Natural language region descriptions
#####

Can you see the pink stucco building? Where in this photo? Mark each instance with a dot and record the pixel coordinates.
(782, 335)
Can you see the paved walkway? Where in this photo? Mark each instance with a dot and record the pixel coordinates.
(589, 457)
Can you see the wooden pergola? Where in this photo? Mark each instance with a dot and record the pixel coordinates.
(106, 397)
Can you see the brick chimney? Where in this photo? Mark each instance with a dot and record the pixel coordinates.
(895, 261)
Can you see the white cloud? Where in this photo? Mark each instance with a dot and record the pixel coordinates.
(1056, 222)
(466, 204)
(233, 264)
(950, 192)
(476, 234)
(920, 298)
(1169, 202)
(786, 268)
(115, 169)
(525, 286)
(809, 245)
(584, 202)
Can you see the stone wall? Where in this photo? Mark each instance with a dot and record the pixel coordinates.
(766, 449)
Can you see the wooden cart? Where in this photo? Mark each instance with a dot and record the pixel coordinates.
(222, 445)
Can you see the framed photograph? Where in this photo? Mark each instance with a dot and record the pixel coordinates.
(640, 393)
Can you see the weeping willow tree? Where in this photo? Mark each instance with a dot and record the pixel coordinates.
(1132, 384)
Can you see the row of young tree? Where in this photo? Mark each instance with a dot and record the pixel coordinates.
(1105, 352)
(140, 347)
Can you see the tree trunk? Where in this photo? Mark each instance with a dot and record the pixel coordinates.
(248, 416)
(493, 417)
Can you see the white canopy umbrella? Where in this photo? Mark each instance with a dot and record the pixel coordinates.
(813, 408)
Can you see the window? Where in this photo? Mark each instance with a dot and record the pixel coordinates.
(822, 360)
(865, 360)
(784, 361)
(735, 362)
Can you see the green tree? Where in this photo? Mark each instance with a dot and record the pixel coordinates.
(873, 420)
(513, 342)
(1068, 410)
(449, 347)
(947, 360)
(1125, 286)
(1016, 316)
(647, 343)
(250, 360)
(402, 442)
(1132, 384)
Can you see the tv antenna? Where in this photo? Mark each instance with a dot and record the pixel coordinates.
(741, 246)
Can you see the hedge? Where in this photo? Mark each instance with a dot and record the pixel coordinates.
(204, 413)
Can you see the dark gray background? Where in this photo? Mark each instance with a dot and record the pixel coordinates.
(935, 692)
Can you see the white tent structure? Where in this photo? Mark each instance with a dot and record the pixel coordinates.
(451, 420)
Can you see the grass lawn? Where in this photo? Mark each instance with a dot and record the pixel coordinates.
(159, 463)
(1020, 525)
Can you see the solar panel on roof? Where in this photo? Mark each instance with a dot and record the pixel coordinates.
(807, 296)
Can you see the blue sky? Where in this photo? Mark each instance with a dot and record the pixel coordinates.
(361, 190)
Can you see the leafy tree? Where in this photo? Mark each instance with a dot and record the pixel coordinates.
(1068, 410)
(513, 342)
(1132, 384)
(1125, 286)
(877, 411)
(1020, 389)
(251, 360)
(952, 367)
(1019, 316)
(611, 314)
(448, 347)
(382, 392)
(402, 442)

#####

▸ **Exercise**:
Every record above needs to be returned in full, exactly.

▸ **Exercise result**:
Can you see the pink stucco building? Where in this photo? Mark each instance with a dot and record the pixel coordinates.
(782, 335)
Can you see the paved walkway? Where in this photo? Mark each instance with a dot and record the pixel coordinates.
(589, 457)
Can you see the wooden pergola? Where in this photo? Mark each instance with a dot and record the pixel coordinates.
(106, 397)
Can you see the brick chimney? Where in this photo? Mark each instance with a dot and record the pixel coordinates.
(895, 261)
Can you see the white cloud? Where in this photo? Mark each instance with a dot and record the pixel coordinates.
(1056, 222)
(466, 204)
(233, 264)
(950, 192)
(476, 234)
(920, 298)
(1169, 202)
(786, 268)
(115, 169)
(525, 286)
(809, 245)
(584, 202)
Can you see the stone wall? Where in this photo? Mark each instance with a dot and record the pixel coordinates.
(766, 449)
Can you see the wooden cart? Where in this photo? Mark each instance with a dot and record the pixel coordinates.
(222, 445)
Can you see the framed photograph? Where in this photo? Mark each instance with a dot and record the pixel coordinates.
(640, 393)
Can you see the weeping willow tree? Where in this photo? Mark each instance with a dot and record the pixel coordinates.
(1132, 384)
Can you see the row of young tree? Where in this photo? Mark each instance with a dot and record the pixel coordinates.
(1105, 352)
(140, 347)
Can you see the tree trunk? Where in this photo? Mark each instance with a dot and record the pixel coordinates.
(248, 416)
(493, 417)
Can you see the white canopy umbrella? Where in this photo? Mark each instance with a dot and record the pixel coordinates.
(813, 408)
Can you see the window? Where in this photo? Mark each instance with a dot and record the pixel coordinates.
(822, 360)
(865, 360)
(784, 361)
(735, 362)
Can you see the green tree? Where in this photo? Mark each instance with a dot and record the pixel coordinates.
(873, 420)
(513, 342)
(1068, 410)
(449, 347)
(947, 360)
(1125, 286)
(1016, 316)
(647, 343)
(250, 360)
(402, 442)
(1132, 384)
Can you see the tv antenna? Where in this photo? Mark each instance with a dot and record the pixel coordinates.
(741, 246)
Can you see the hedge? Where in this photo? Mark each instance with a dot and record the pixel coordinates.
(204, 413)
Can you see the dark gray background? Where in this photo? Mark each instance with a dot and record the pixel coordinates.
(935, 692)
Can you see the white tent structure? Where in this photo? Mark each instance with a dot and record the pixel coordinates.
(451, 420)
Can you see the grass lawn? Where in this photo? Mark each instance with a dot and record the pixel coordinates.
(159, 463)
(1020, 525)
Can you see the solar panel on roof? Where in this photo? Mark each instance with a dot and record the pixel coordinates.
(807, 296)
Can you see the blue sky? Where in this photo? Mark each instance with a dot and record the pixel coordinates.
(361, 190)
Can you see the leafy tree? Where in this photo? Mark each instance with a dot and record the pixel coordinates.
(1068, 410)
(513, 342)
(1132, 384)
(1125, 286)
(877, 411)
(1020, 389)
(251, 360)
(952, 367)
(1019, 316)
(611, 314)
(448, 347)
(382, 392)
(402, 442)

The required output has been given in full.